------ Text extract ------
True, the British and US forces have not deliberately targeted civilians; yet they have bombed Iraqi cities knowing that large numbers of civilians would inevitably be injured and killed. When government ministers say that we are morally superior to the terrorists, I feel extremely uneasy.

JULIAN DAY

CAMBRIDGE

Sir: Many commentators described Mr Blair's appearance on Thursday when he learnt of the attacks in London as "devastated" or "anguished". In my opinion he had the look of a guilty man who had just been found out.

TIM FRANCIS

ST LEONARDS, EAST SUSSEX

Price of sneering at secular Arabs

Sir: Words cannot express one's horror and detestation at the London atrocities. Yet if they are the work of al-Qa'ida (or one of its groupings) it is worth looking at the part played by the British political and professorial classes in boosting the appeal of this devout organisation.

From the 1950s to the 1990s Britain consistently derided and sneered at Arab nationalism, a reasonable patriotism that was secular, accepted the nation state, and was inclusive of non-Muslims. Right-wing politicians and professors ganged up to oppose Arab nationalism, hoping that thereby the ragged remnants of the British Empire would be given a further lease of life. They compared Nasser to Hitler.

Their amazing short-sightedness opened the way for the devout puritanical terror we see today. Their derision encouraged the shift of allegiance to the fundamentalists. They played a part in the blown-apart bus in Woburn Place. I bet they never apologise.

CHRISTOPHER WALKER

LONDON W14

ID cards would help victims' families

Sir: As a citizen of a European country where carrying ID cards is mandatory, I have experience of their usefulness in my daily activities without ever having felt that my liberties have been compromised.

The alarming noises made by civil liberty groups and parts of the media every time the government is looking into introducing ID cards have covered the whole issue in controversy and hysteria.

In the aftermath of the London blasts, the Cypriot and Greek governments tried to verify rumours that some of their citizens that live and work in the UK were among those seriously injured or dead. However, as the Cypriot foreign affairs minister explained in the local media, their efforts have been frustrated by the fact that UK citizens do not carry personal IDs.

ID cards could not stop this atrocity but would help identify those who are unable to identify themselves and spare their loved ones an agonising search.

PANOS MOURYELAS

MANCHESTER

Baghdad faces the same enemy

Sir: From Baghdad to London, same terrorists, same acts. For two years Baghdad and other Iraqi cities have been subjected to suicide terrorist attacks similar to what took place in London.
------ Information provided ------
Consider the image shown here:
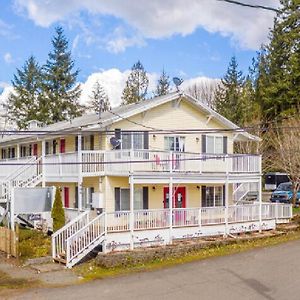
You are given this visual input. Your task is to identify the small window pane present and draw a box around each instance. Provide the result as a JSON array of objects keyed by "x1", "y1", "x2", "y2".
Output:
[
  {"x1": 215, "y1": 136, "x2": 223, "y2": 154},
  {"x1": 134, "y1": 188, "x2": 143, "y2": 210},
  {"x1": 122, "y1": 132, "x2": 131, "y2": 149},
  {"x1": 206, "y1": 186, "x2": 214, "y2": 207},
  {"x1": 215, "y1": 186, "x2": 223, "y2": 206},
  {"x1": 120, "y1": 189, "x2": 130, "y2": 210},
  {"x1": 133, "y1": 132, "x2": 144, "y2": 149},
  {"x1": 206, "y1": 136, "x2": 215, "y2": 153}
]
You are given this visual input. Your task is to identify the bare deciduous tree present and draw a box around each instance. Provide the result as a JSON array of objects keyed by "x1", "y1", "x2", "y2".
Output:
[
  {"x1": 270, "y1": 117, "x2": 300, "y2": 205},
  {"x1": 185, "y1": 79, "x2": 220, "y2": 109}
]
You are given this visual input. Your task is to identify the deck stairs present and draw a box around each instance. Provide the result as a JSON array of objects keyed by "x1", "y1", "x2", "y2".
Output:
[
  {"x1": 0, "y1": 157, "x2": 43, "y2": 222},
  {"x1": 232, "y1": 182, "x2": 258, "y2": 205},
  {"x1": 52, "y1": 211, "x2": 106, "y2": 268}
]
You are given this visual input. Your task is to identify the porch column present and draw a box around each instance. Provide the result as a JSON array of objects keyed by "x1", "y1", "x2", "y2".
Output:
[
  {"x1": 258, "y1": 176, "x2": 262, "y2": 232},
  {"x1": 41, "y1": 140, "x2": 46, "y2": 187},
  {"x1": 77, "y1": 133, "x2": 82, "y2": 210},
  {"x1": 197, "y1": 185, "x2": 203, "y2": 228},
  {"x1": 129, "y1": 175, "x2": 134, "y2": 250},
  {"x1": 169, "y1": 177, "x2": 173, "y2": 244},
  {"x1": 16, "y1": 144, "x2": 21, "y2": 160},
  {"x1": 225, "y1": 177, "x2": 229, "y2": 236}
]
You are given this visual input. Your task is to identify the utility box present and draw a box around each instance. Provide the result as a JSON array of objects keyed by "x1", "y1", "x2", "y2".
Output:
[{"x1": 92, "y1": 193, "x2": 104, "y2": 208}]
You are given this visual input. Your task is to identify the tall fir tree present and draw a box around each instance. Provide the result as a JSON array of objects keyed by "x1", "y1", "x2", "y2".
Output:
[
  {"x1": 41, "y1": 27, "x2": 83, "y2": 124},
  {"x1": 154, "y1": 69, "x2": 170, "y2": 96},
  {"x1": 257, "y1": 0, "x2": 300, "y2": 123},
  {"x1": 122, "y1": 61, "x2": 149, "y2": 105},
  {"x1": 215, "y1": 56, "x2": 245, "y2": 125},
  {"x1": 6, "y1": 56, "x2": 45, "y2": 129},
  {"x1": 88, "y1": 81, "x2": 111, "y2": 117}
]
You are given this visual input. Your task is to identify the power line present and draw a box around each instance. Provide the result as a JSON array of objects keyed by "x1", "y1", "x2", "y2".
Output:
[
  {"x1": 217, "y1": 0, "x2": 281, "y2": 13},
  {"x1": 0, "y1": 151, "x2": 259, "y2": 167}
]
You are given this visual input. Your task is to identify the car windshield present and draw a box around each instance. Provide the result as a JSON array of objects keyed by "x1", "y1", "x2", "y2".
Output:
[{"x1": 276, "y1": 183, "x2": 292, "y2": 192}]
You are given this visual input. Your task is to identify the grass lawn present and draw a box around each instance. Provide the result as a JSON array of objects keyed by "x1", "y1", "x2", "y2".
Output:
[
  {"x1": 0, "y1": 271, "x2": 38, "y2": 290},
  {"x1": 19, "y1": 228, "x2": 51, "y2": 260},
  {"x1": 74, "y1": 231, "x2": 300, "y2": 281},
  {"x1": 293, "y1": 206, "x2": 300, "y2": 215}
]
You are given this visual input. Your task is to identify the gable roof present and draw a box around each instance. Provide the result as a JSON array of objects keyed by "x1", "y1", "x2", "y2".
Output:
[{"x1": 0, "y1": 92, "x2": 260, "y2": 144}]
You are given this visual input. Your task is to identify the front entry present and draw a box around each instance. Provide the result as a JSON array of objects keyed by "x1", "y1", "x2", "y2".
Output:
[{"x1": 164, "y1": 186, "x2": 186, "y2": 208}]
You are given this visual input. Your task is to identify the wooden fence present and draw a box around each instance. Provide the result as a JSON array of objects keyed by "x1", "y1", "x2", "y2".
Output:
[{"x1": 0, "y1": 226, "x2": 19, "y2": 257}]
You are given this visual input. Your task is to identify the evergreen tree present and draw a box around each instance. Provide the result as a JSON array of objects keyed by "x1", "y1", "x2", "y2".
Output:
[
  {"x1": 7, "y1": 56, "x2": 45, "y2": 129},
  {"x1": 51, "y1": 188, "x2": 66, "y2": 232},
  {"x1": 88, "y1": 81, "x2": 111, "y2": 117},
  {"x1": 215, "y1": 56, "x2": 245, "y2": 125},
  {"x1": 257, "y1": 0, "x2": 300, "y2": 122},
  {"x1": 122, "y1": 61, "x2": 149, "y2": 105},
  {"x1": 41, "y1": 27, "x2": 82, "y2": 123},
  {"x1": 154, "y1": 69, "x2": 170, "y2": 96}
]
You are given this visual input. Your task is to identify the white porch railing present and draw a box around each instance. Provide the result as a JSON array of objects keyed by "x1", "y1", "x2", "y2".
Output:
[
  {"x1": 106, "y1": 211, "x2": 130, "y2": 232},
  {"x1": 66, "y1": 214, "x2": 106, "y2": 268},
  {"x1": 134, "y1": 209, "x2": 170, "y2": 230},
  {"x1": 52, "y1": 203, "x2": 292, "y2": 267},
  {"x1": 107, "y1": 203, "x2": 292, "y2": 232},
  {"x1": 0, "y1": 156, "x2": 36, "y2": 181},
  {"x1": 52, "y1": 211, "x2": 89, "y2": 259},
  {"x1": 82, "y1": 150, "x2": 261, "y2": 175},
  {"x1": 44, "y1": 152, "x2": 79, "y2": 177}
]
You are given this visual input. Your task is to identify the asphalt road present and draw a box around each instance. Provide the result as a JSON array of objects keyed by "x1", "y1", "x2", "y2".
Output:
[{"x1": 9, "y1": 241, "x2": 300, "y2": 300}]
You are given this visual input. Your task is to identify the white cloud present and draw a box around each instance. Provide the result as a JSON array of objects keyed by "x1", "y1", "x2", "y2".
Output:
[
  {"x1": 80, "y1": 69, "x2": 220, "y2": 107},
  {"x1": 3, "y1": 52, "x2": 14, "y2": 64},
  {"x1": 106, "y1": 27, "x2": 145, "y2": 53},
  {"x1": 80, "y1": 69, "x2": 158, "y2": 107},
  {"x1": 15, "y1": 0, "x2": 279, "y2": 49}
]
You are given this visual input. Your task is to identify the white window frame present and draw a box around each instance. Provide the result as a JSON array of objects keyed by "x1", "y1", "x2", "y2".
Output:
[
  {"x1": 164, "y1": 135, "x2": 185, "y2": 152},
  {"x1": 202, "y1": 185, "x2": 224, "y2": 207},
  {"x1": 206, "y1": 135, "x2": 224, "y2": 154},
  {"x1": 121, "y1": 131, "x2": 144, "y2": 150},
  {"x1": 120, "y1": 187, "x2": 144, "y2": 211}
]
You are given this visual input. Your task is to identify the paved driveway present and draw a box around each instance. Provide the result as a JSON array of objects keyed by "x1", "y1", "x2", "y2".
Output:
[{"x1": 7, "y1": 241, "x2": 300, "y2": 300}]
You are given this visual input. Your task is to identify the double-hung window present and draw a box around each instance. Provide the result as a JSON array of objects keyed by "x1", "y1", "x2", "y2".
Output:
[
  {"x1": 115, "y1": 187, "x2": 148, "y2": 211},
  {"x1": 121, "y1": 131, "x2": 148, "y2": 150},
  {"x1": 202, "y1": 186, "x2": 224, "y2": 207},
  {"x1": 165, "y1": 136, "x2": 185, "y2": 152},
  {"x1": 202, "y1": 135, "x2": 227, "y2": 154}
]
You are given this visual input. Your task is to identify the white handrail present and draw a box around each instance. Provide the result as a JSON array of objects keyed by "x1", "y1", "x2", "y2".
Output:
[
  {"x1": 51, "y1": 211, "x2": 89, "y2": 258},
  {"x1": 66, "y1": 213, "x2": 106, "y2": 267}
]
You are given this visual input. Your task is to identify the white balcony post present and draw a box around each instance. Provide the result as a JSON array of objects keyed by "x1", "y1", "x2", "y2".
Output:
[
  {"x1": 258, "y1": 176, "x2": 262, "y2": 232},
  {"x1": 8, "y1": 182, "x2": 15, "y2": 231},
  {"x1": 41, "y1": 140, "x2": 46, "y2": 187},
  {"x1": 169, "y1": 151, "x2": 173, "y2": 173},
  {"x1": 225, "y1": 154, "x2": 233, "y2": 175},
  {"x1": 77, "y1": 133, "x2": 82, "y2": 210},
  {"x1": 16, "y1": 144, "x2": 21, "y2": 160},
  {"x1": 129, "y1": 175, "x2": 134, "y2": 250},
  {"x1": 169, "y1": 177, "x2": 173, "y2": 244},
  {"x1": 198, "y1": 186, "x2": 202, "y2": 228},
  {"x1": 225, "y1": 177, "x2": 229, "y2": 236}
]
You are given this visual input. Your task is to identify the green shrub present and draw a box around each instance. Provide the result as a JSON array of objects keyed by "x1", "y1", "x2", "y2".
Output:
[
  {"x1": 51, "y1": 188, "x2": 65, "y2": 232},
  {"x1": 19, "y1": 228, "x2": 51, "y2": 260}
]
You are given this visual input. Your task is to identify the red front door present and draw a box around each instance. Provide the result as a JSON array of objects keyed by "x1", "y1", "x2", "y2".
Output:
[
  {"x1": 164, "y1": 186, "x2": 186, "y2": 208},
  {"x1": 59, "y1": 139, "x2": 66, "y2": 153},
  {"x1": 33, "y1": 144, "x2": 37, "y2": 156},
  {"x1": 64, "y1": 187, "x2": 70, "y2": 207}
]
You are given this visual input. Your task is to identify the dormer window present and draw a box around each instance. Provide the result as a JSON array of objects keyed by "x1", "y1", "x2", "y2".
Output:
[{"x1": 202, "y1": 135, "x2": 228, "y2": 154}]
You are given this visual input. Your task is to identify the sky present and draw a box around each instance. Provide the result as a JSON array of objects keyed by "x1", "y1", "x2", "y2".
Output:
[{"x1": 0, "y1": 0, "x2": 279, "y2": 106}]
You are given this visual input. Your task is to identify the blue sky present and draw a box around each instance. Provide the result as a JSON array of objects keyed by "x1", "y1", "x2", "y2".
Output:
[{"x1": 0, "y1": 0, "x2": 278, "y2": 105}]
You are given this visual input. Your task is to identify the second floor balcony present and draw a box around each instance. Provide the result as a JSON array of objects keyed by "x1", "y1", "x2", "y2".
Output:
[{"x1": 44, "y1": 150, "x2": 261, "y2": 177}]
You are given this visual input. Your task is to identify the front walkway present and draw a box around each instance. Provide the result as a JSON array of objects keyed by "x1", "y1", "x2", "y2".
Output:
[{"x1": 9, "y1": 240, "x2": 300, "y2": 300}]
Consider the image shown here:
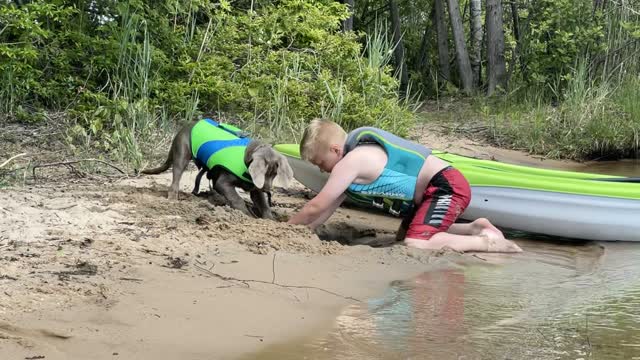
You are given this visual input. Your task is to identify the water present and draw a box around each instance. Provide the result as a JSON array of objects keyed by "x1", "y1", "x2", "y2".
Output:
[
  {"x1": 246, "y1": 240, "x2": 640, "y2": 359},
  {"x1": 245, "y1": 161, "x2": 640, "y2": 360}
]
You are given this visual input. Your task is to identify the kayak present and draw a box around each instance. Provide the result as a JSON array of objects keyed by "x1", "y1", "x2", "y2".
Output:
[{"x1": 274, "y1": 144, "x2": 640, "y2": 241}]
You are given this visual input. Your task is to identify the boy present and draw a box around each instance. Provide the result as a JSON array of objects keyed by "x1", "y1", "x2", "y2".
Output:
[{"x1": 289, "y1": 119, "x2": 522, "y2": 252}]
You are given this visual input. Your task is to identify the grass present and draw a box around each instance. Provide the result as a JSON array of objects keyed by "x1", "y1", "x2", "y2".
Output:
[{"x1": 477, "y1": 69, "x2": 640, "y2": 160}]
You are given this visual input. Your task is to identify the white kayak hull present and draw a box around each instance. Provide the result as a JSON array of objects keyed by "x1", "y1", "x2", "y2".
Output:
[
  {"x1": 287, "y1": 156, "x2": 640, "y2": 241},
  {"x1": 462, "y1": 186, "x2": 640, "y2": 241}
]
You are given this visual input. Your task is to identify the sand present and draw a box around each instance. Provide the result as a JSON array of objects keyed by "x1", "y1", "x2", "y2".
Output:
[{"x1": 0, "y1": 119, "x2": 592, "y2": 359}]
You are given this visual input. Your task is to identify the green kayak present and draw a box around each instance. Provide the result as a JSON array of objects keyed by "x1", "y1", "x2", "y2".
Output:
[{"x1": 275, "y1": 144, "x2": 640, "y2": 241}]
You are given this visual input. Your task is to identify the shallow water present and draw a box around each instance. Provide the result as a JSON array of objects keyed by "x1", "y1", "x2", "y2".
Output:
[
  {"x1": 252, "y1": 240, "x2": 640, "y2": 359},
  {"x1": 245, "y1": 160, "x2": 640, "y2": 360}
]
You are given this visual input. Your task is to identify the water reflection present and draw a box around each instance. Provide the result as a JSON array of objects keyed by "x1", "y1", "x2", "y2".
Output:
[{"x1": 248, "y1": 241, "x2": 640, "y2": 359}]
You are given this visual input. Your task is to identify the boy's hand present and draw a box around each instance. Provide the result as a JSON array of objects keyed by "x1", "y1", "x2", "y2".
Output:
[{"x1": 288, "y1": 153, "x2": 360, "y2": 225}]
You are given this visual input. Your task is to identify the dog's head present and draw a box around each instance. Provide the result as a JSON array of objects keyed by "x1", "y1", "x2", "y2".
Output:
[{"x1": 244, "y1": 141, "x2": 293, "y2": 191}]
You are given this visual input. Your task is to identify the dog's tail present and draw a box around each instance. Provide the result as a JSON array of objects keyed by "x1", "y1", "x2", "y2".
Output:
[{"x1": 140, "y1": 151, "x2": 173, "y2": 174}]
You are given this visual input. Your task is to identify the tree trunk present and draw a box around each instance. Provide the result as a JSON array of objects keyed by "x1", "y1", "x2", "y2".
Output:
[
  {"x1": 389, "y1": 0, "x2": 409, "y2": 96},
  {"x1": 447, "y1": 0, "x2": 473, "y2": 94},
  {"x1": 507, "y1": 0, "x2": 525, "y2": 83},
  {"x1": 342, "y1": 0, "x2": 355, "y2": 32},
  {"x1": 485, "y1": 0, "x2": 506, "y2": 95},
  {"x1": 418, "y1": 8, "x2": 435, "y2": 71},
  {"x1": 469, "y1": 0, "x2": 483, "y2": 87},
  {"x1": 434, "y1": 0, "x2": 451, "y2": 84}
]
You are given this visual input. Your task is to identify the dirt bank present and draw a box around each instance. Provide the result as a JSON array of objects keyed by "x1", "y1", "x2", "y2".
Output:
[{"x1": 0, "y1": 116, "x2": 600, "y2": 359}]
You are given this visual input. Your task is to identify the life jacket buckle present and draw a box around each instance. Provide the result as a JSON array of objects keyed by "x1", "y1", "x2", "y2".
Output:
[{"x1": 372, "y1": 197, "x2": 384, "y2": 209}]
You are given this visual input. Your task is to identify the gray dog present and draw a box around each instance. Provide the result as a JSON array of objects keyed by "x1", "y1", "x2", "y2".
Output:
[{"x1": 141, "y1": 119, "x2": 293, "y2": 219}]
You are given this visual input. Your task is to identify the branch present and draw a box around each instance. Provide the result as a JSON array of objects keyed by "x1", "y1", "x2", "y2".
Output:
[
  {"x1": 0, "y1": 153, "x2": 27, "y2": 169},
  {"x1": 33, "y1": 159, "x2": 126, "y2": 179},
  {"x1": 194, "y1": 257, "x2": 361, "y2": 302}
]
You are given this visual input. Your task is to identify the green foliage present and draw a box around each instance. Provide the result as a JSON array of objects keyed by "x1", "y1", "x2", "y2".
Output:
[
  {"x1": 0, "y1": 0, "x2": 414, "y2": 167},
  {"x1": 523, "y1": 0, "x2": 605, "y2": 92},
  {"x1": 485, "y1": 69, "x2": 640, "y2": 159}
]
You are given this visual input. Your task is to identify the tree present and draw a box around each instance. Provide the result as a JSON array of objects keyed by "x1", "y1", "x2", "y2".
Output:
[
  {"x1": 469, "y1": 0, "x2": 483, "y2": 87},
  {"x1": 389, "y1": 0, "x2": 409, "y2": 95},
  {"x1": 342, "y1": 0, "x2": 355, "y2": 32},
  {"x1": 485, "y1": 0, "x2": 507, "y2": 95},
  {"x1": 447, "y1": 0, "x2": 473, "y2": 94},
  {"x1": 434, "y1": 0, "x2": 451, "y2": 83}
]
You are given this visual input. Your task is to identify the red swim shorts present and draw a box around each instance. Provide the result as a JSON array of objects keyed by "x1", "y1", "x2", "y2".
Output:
[{"x1": 405, "y1": 166, "x2": 471, "y2": 240}]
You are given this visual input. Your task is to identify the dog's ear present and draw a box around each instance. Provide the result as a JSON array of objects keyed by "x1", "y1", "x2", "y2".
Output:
[
  {"x1": 247, "y1": 153, "x2": 267, "y2": 189},
  {"x1": 276, "y1": 154, "x2": 293, "y2": 188}
]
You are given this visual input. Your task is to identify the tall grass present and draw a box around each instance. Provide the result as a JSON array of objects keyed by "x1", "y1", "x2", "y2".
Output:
[
  {"x1": 71, "y1": 8, "x2": 175, "y2": 169},
  {"x1": 482, "y1": 6, "x2": 640, "y2": 159}
]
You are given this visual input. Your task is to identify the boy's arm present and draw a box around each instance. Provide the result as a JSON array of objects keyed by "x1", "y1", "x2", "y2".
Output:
[{"x1": 288, "y1": 156, "x2": 359, "y2": 227}]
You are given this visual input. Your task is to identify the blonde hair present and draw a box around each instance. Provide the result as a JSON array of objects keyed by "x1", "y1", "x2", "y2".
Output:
[{"x1": 300, "y1": 118, "x2": 347, "y2": 161}]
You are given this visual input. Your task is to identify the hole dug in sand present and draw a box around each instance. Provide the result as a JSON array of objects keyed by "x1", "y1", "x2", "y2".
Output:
[{"x1": 316, "y1": 222, "x2": 396, "y2": 247}]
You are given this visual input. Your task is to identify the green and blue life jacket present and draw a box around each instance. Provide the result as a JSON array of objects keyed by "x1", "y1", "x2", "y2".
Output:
[
  {"x1": 191, "y1": 118, "x2": 253, "y2": 183},
  {"x1": 344, "y1": 127, "x2": 431, "y2": 215}
]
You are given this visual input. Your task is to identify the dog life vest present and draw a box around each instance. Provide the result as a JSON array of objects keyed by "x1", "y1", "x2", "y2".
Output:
[
  {"x1": 344, "y1": 127, "x2": 431, "y2": 215},
  {"x1": 191, "y1": 119, "x2": 253, "y2": 183}
]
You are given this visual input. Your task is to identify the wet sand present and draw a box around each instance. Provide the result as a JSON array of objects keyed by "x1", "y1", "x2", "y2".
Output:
------
● Your objective:
Edit the letters about the London attacks: copy the passage from "Sir: As a citizen" to "controversy and hysteria.", changing "ID cards" to "identity cards" throughout.

● Exercise output:
Sir: As a citizen of a European country where carrying identity cards is mandatory, I have experience of their usefulness in my daily activities without ever having felt that my liberties have been compromised.

The alarming noises made by civil liberty groups and parts of the media every time the government is looking into introducing identity cards have covered the whole issue in controversy and hysteria.